▶ [Point-per-instance localization data]:

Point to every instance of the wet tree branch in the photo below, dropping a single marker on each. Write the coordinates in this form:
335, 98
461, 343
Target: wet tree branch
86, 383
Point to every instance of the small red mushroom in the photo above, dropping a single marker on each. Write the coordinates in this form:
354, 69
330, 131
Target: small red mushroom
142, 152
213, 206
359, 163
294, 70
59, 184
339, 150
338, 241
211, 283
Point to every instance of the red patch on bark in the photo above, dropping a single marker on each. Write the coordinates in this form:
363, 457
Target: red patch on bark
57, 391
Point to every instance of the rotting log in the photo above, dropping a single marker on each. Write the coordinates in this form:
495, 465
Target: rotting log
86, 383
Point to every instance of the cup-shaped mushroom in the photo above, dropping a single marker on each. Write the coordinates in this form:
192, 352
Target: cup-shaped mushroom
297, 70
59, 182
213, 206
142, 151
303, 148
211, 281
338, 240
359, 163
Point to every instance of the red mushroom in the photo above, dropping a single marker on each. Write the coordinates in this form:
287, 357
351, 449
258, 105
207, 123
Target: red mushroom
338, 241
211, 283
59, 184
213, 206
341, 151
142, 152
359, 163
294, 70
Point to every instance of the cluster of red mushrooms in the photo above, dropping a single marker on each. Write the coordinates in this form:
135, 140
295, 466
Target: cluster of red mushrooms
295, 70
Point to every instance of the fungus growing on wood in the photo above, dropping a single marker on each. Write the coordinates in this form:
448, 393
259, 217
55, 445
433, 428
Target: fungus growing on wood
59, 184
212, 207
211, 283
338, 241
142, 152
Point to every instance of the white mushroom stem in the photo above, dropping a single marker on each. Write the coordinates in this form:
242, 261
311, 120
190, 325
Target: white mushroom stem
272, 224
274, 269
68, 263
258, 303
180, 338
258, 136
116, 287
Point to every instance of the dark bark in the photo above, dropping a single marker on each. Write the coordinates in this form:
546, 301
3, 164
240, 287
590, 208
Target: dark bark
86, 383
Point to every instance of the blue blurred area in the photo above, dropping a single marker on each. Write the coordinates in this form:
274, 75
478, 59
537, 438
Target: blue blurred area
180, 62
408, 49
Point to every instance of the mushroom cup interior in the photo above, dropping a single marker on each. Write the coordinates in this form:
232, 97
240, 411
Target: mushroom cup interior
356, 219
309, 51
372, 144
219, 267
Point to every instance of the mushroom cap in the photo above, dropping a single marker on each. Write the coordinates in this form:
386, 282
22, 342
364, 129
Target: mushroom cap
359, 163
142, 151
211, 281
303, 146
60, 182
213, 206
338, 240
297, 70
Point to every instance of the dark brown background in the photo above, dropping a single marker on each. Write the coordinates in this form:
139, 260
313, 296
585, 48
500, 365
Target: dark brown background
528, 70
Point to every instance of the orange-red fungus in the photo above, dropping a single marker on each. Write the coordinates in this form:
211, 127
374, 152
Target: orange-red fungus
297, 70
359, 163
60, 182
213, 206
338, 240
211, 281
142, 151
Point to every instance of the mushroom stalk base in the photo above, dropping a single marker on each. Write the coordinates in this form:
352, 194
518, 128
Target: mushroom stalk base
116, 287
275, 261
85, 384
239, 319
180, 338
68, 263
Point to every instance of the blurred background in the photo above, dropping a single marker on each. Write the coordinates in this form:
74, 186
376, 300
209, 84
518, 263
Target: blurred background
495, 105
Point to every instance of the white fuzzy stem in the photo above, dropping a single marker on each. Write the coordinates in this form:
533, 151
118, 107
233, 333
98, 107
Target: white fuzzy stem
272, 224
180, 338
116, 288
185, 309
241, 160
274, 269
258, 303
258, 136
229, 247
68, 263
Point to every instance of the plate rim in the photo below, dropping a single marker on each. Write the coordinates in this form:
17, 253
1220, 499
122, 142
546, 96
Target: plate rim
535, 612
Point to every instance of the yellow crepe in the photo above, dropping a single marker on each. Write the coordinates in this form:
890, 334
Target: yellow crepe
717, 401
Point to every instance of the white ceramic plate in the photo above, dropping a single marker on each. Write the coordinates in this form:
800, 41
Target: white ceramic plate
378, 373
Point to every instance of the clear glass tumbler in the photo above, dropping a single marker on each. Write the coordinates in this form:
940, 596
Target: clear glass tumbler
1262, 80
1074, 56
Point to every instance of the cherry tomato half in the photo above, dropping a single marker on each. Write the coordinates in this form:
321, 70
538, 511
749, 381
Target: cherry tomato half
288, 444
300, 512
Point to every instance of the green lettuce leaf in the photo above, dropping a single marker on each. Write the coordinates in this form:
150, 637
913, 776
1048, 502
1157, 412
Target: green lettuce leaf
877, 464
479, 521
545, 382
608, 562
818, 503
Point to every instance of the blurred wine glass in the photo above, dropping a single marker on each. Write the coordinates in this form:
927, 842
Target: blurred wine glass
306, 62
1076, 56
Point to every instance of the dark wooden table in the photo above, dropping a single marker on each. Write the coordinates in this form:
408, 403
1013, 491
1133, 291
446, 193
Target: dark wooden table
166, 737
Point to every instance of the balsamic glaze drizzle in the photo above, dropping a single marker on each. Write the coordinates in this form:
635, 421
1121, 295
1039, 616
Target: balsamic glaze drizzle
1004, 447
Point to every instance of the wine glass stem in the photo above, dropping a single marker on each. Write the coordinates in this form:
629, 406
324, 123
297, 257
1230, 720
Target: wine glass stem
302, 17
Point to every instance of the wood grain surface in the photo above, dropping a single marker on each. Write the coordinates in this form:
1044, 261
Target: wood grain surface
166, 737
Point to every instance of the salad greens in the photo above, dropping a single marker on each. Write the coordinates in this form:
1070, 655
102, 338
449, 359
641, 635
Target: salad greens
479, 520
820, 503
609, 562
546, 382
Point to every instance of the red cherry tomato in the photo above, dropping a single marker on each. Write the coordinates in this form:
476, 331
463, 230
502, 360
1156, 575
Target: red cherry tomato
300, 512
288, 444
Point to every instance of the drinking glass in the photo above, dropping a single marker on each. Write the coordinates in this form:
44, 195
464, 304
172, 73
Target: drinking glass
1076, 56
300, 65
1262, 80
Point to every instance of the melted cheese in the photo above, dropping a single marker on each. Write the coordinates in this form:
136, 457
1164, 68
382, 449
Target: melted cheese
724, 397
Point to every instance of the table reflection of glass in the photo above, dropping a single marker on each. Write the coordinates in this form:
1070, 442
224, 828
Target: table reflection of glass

▶ [What you should do]:
Each line above must be reproduced exactly.

▶ [Answer space]:
Point to every instance of the wet tree branch in the photo below, dropping a single marker on each. Write the coordinates in this form:
335, 98
461, 343
Target: wet tree branch
86, 383
Point to every instance of the small red mushroom in the photo above, dropping a single marker on each. Write the coordinates in this form:
354, 69
330, 131
Target: small red mushroom
142, 152
213, 206
359, 163
294, 70
59, 184
339, 150
338, 241
211, 283
Point to every instance of the red patch on bark in the photo above, dropping a single marker on each. Write the coordinates in this form:
363, 457
Target: red patch on bark
57, 391
Point to every instance of the rotting log in the photo above, dropping a single marker on each. Write the coordinates in this form:
495, 465
Target: rotting log
86, 383
Point to every instance of the cup-shaped mushroom in the photo above, dropping a single marker on each. Write the coordinates in this form:
192, 352
Target: cup-shaped mushroom
297, 70
59, 182
213, 206
142, 151
303, 148
211, 281
338, 240
359, 163
Point to every instance of the red mushroom in the photo above, dropping a single marker on each. Write the coordinates in this form:
287, 357
351, 449
258, 105
207, 123
Target: red mushroom
338, 241
211, 283
59, 184
213, 206
341, 151
142, 152
359, 163
294, 70
Point to every instance of the cluster of red mushrooms in the photo above, dropping a single marker on each. Write the coordinates in this form:
135, 140
295, 466
Target: cluster of red mushrooms
295, 70
Point to every instance of the fungus growing on wood in the photo above, dropping a single marker on each. Write the coordinates in this form:
448, 393
259, 217
55, 445
433, 428
Target: fungus growing on wood
59, 184
212, 207
211, 283
338, 241
142, 152
Point to every instance of the white mushroom stem in the photo above, dropping a single marker on each. Write the coordinates in this form:
242, 261
311, 120
190, 325
Target: white mushroom stem
272, 224
274, 269
68, 263
258, 303
180, 338
258, 136
116, 287
Point to every instance of the dark bark in the photo above, dropping a single marker on each. Write the coordinates in this form:
546, 301
3, 164
240, 287
590, 208
Target: dark bark
86, 383
Point to every instance of the blue blurred area in the photo above, dropping a single marker on each. Write the coordinates in this form:
274, 75
478, 59
537, 438
Target: blue blurred area
180, 62
408, 49
Point to every instance of the mushroom cup interior in the photo above, dropping a single marker on each. Write the coordinates in this form:
232, 97
240, 411
Target: mushroom cup interior
356, 219
309, 51
372, 144
219, 267
Point to every instance of the mushroom cap in the photo above, dropping a single marker on each. Write the coordinates in this form:
386, 282
22, 342
364, 129
Target: mushroom cap
359, 163
142, 151
211, 281
303, 146
60, 182
213, 206
338, 240
297, 70
Point to every instance of the dark brown background in the photo above, dropping a single marker on each. Write the coordinates in this form:
139, 260
313, 296
585, 48
500, 365
Target: dark brown background
528, 70
Point to every instance of the orange-red fungus in the photo above, dropping a single marker on each. Write the coordinates in this form:
211, 127
374, 152
Target: orange-red fungus
297, 70
359, 163
60, 182
213, 206
338, 240
211, 281
142, 151
Point to every instance of the mushroom stalk base in the photo above, dropping a single marker on each. Write the coordinates in this form:
352, 194
518, 128
Target: mushroom stalk base
116, 287
275, 261
85, 384
239, 319
180, 338
68, 263
Point to every instance of the blurred background in the photo above, dropping a single marker on each. Write the coordinates in this form:
74, 186
376, 300
209, 84
518, 263
Target: blurred background
495, 105
Point to every instance of the white fuzzy stem in the photo above, dropping a single marker on each. Write the coordinates in this form:
533, 151
118, 107
233, 333
98, 107
Target: white fuzzy stem
272, 224
180, 338
116, 288
185, 309
241, 160
274, 269
258, 303
258, 136
229, 247
68, 263
Point to every instance of the plate rim in the photo below, dropping a single marker on each. Write the coordinates in this form:
17, 253
1220, 499
122, 142
546, 96
Target: plate rim
535, 612
Point to every instance of the yellow crepe in the photo above, dropping a single marker on each. Write the coordinates in this form:
890, 334
Target: yellow crepe
717, 401
Point to every instance of the white ceramic plate in the photo above, dropping a single marker on each. Write the coordinates in this form:
800, 41
Target: white ceramic plate
378, 373
Point to every instance of the clear glass tumbler in the photo above, dropping a single marker on each. Write the coordinates in this form:
940, 596
Target: clear glass tumbler
1262, 80
1074, 56
Point to every instance of the cherry tomato half in the photo above, dropping a single marker on each. Write the coordinates in this form:
321, 70
538, 511
749, 381
Target: cherry tomato half
288, 444
300, 512
Point to every instance of the green lettuce leaf in the photo above, dropping a single marker on each. Write the coordinates in this form:
150, 637
913, 776
1048, 502
1157, 412
Target: green lettuce leaf
877, 464
479, 521
545, 382
608, 562
818, 503
Point to every instance of the blurred wine glass in the photo above, dropping a single marker on each. Write the coordinates in this form:
927, 842
Target: blurred wine glass
306, 62
1076, 56
Point to every instance of the dark wooden table in the photo above, dropping a single marker on each. Write the coordinates in this form:
408, 403
1013, 491
1133, 291
446, 193
Target: dark wooden table
166, 737
Point to every instance of the balsamic glaze drizzle in the photo above, dropping a single marker on each. Write the coordinates in this form:
635, 421
1121, 295
1039, 616
Target: balsamic glaze drizzle
1004, 447
Point to every instance of the wine glass stem in the photo above, dropping a single marker on each. Write the coordinates in this form:
629, 406
324, 123
297, 257
1230, 720
Target: wine glass stem
302, 17
Point to every instance of the wood grain surface in the photo above, dropping a single marker on each. Write the coordinates in this form:
1044, 261
Target: wood grain surface
166, 737
Point to every instance of the salad greens in the photo above, dropping a single marker on each. Write the coordinates in this form:
1070, 655
102, 338
449, 359
641, 635
Target: salad greens
479, 520
820, 503
609, 562
546, 382
Point to every instance of the red cherry tomato in the photo above, dropping a single marker on each. Write the coordinates in this form:
476, 331
463, 230
502, 360
1156, 575
Target: red cherry tomato
300, 512
288, 444
Point to every instance of the drinking glass in the photo above, dropping a single marker on each. Write the coordinates in this form:
44, 195
464, 304
172, 73
Target: drinking glass
1076, 56
300, 65
1262, 80
Point to every instance of the melted cheese in the photo above, dropping a single marker on each. Write the coordinates in this form:
136, 457
1164, 68
382, 449
Target: melted cheese
724, 397
Point to every instance of the table reflection of glass in the photo above, dropping a single marker on each. Write the coordinates in this form:
1070, 442
224, 828
Target: table reflection of glass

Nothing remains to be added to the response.